Text:
It’s been a little while since the last review. A bit of a longer while, I’d say. But good things come to those who wait. So, a brief reminder – in Issue #1 of Mibdul we’ve met our protagonists. There’s the young and curious, rebellious Magla, there’s her hard-working, sizable fellow of a father Stone, there’s the caring friend Hayrun, and let’s not forget the antagonists – prime minister Robberbaron, chairperson Ms. Orion, and a fat bulbous gut of a human Mr. Bask. At the end of the issue, Bask is killed by an unidentified black force of nature, and Magla feels like a mess. Thoughts of her mother dwell on, taking her attention, and the desire to rise up against those who seek to ruin the planet does not wane.
So, that’s Issue #1. Ergo, for your reading pleasure, this time we will review no less than TWO of the following sequel issues.
In Issue #2 of this series, written by Teodor Reljić and illustrated by Inez Kristina, the plot begins to thicken. The monster that devoured Bask is currently roaming the city, so much so that the military has to stop it. At one moment they even succeed, but not before Magla actually connects with the beast on a spiritual level – and as she is tripping, she hears and feels her late mother.
Moments before all that, Magla has a fight with Stone over her absentmindedness, rather her attention shift to her mother’s sketches and notes away from her and her father’s daily job. The family drama seen in these scenes is somewhat average. I stress this mainly because I’ve seen and heard thousands of similar types of arguments, and at one point they all kind of mesh into one big blob.

[Collection items]

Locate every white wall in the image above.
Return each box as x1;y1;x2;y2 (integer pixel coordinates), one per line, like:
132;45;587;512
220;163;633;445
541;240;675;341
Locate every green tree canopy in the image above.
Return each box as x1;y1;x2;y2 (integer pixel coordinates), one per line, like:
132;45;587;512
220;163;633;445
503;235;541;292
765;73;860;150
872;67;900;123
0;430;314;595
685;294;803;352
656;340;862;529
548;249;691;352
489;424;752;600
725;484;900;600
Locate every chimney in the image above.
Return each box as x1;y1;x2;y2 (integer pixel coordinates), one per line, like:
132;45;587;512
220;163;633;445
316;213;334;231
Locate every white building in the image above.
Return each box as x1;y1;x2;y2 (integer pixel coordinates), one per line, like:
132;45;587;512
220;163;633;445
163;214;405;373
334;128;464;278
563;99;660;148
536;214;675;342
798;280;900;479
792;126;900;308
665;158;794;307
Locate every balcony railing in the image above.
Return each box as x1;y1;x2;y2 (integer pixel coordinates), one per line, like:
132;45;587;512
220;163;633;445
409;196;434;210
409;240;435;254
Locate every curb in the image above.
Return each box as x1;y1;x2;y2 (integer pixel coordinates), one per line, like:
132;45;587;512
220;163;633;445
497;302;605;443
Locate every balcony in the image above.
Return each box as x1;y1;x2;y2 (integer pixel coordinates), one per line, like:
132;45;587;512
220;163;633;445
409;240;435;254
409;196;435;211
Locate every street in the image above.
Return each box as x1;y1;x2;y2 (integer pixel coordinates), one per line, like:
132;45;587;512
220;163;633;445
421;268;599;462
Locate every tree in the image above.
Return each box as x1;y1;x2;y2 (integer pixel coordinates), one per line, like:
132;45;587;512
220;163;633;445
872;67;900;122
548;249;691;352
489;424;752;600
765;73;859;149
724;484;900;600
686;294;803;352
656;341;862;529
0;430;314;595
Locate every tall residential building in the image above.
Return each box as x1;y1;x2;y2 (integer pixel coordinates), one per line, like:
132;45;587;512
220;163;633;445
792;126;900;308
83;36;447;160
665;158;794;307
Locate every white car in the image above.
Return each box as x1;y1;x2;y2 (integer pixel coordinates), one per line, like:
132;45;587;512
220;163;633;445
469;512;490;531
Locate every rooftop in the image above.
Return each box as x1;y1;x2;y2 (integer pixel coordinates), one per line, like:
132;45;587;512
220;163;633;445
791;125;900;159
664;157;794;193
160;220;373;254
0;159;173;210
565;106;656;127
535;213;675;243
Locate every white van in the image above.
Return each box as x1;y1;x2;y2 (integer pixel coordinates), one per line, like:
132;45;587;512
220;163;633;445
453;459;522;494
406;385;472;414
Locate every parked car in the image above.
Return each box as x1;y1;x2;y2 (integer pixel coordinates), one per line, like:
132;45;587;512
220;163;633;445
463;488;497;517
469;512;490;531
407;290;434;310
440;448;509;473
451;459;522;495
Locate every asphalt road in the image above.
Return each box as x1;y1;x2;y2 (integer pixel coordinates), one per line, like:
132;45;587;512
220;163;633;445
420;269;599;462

Your instructions: According to the review, who illustrated Issue #2 of Mibdul? You won't need the items for this.

Reply: Inez Kristina illustrated Issue #2.